- Brief
Lay out the records below as a Markdown table with the columns Row and Line, giving each non-blank line its own numbered row. Skip blank lines and leave the pictures out.

++++++++++++++++++++

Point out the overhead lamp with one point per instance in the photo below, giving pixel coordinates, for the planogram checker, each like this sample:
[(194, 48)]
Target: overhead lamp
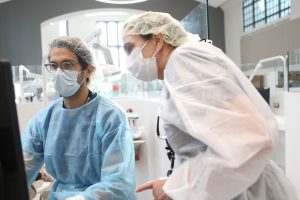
[(121, 1)]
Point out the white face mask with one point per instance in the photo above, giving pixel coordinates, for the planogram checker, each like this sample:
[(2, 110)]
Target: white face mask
[(142, 68), (65, 82)]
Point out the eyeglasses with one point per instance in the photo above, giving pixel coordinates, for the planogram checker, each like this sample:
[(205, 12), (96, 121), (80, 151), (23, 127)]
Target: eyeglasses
[(52, 67)]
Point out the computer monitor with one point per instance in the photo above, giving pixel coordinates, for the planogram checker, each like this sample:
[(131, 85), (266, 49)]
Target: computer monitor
[(265, 93), (13, 184)]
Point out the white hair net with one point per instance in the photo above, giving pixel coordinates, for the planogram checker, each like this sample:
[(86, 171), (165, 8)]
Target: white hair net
[(155, 23), (77, 46)]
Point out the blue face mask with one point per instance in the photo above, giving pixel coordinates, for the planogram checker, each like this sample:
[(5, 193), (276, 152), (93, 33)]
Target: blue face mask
[(65, 82)]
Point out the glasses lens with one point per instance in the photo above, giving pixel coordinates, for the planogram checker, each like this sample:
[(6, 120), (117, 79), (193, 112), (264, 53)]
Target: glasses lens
[(66, 66), (51, 67)]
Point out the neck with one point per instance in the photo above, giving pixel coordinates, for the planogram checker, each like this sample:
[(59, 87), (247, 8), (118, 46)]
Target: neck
[(78, 99), (166, 53)]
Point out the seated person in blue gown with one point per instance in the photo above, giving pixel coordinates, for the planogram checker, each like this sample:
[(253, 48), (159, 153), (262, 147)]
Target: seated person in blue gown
[(82, 138)]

++++++++++++++++++++

- Response to the exercise
| Row | Line |
|---|---|
| 1 | Point out the overhead lamp with one point per instance in the photo below, giving pixel coordinates, for the planogram checker, each like this sample: |
| 2 | [(194, 48)] |
| 3 | Target: overhead lamp |
| 4 | [(121, 1)] |
| 5 | Point out the white face mask with one point per instance in the photo above, giving pixel coordinates, for the planogram checker, each like this sample: |
| 6 | [(2, 110)] |
| 7 | Target: white face mask |
| 8 | [(142, 68), (65, 82)] |
| 9 | Point out the eyeglasses with one point per instance in the photo above, giving pixel coordinates, for the planogram checker, each like this sample: |
| 10 | [(205, 12), (96, 121), (80, 151), (23, 127)] |
| 11 | Target: eyeglasses |
| 12 | [(52, 67)] |
| 13 | Point out the computer monitor with one point per instance in the photo above, giving pixel coordinates, for the planogram checker, each like this sample: |
| 14 | [(131, 85), (266, 49)] |
| 15 | Target: computer monitor |
| 16 | [(265, 93), (13, 184)] |
| 17 | Point out the white hair net with one point per instance in the photo above, giving pixel coordinates, for the planogram checker, each like this sample: |
| 18 | [(86, 171), (165, 8)] |
| 19 | Target: white hair net |
| 20 | [(155, 23), (77, 46)] |
| 21 | Point out the blue face mask with one point per instance in the photo above, giving pixel coordinates, for the planogram checker, each like this sample: |
| 22 | [(5, 193), (276, 152), (93, 33)] |
| 23 | Target: blue face mask |
| 24 | [(65, 82)] |
| 25 | Point out the glasses lens with one point per instance in the photo above, giving pixel coordinates, for the planogram checker, each like this sample: |
| 26 | [(6, 120), (117, 79), (193, 112), (264, 53)] |
| 27 | Target: glasses lens |
| 28 | [(66, 66), (51, 67)] |
| 29 | Point out the neck with one point per instance in the photo above, giving pixel coordinates, for the planogram checker, each like this sample: |
| 30 | [(59, 87), (247, 8), (118, 46)] |
| 31 | Target: neck |
| 32 | [(78, 99), (166, 53)] |
| 33 | Point out the seated person in blue gown with one point per instance in the photo above, giving pixel coordinates, for the planogram checker, each like this sample: |
| 34 | [(253, 48), (159, 153), (262, 147)] |
| 35 | Target: seated person in blue gown |
| 36 | [(82, 138)] |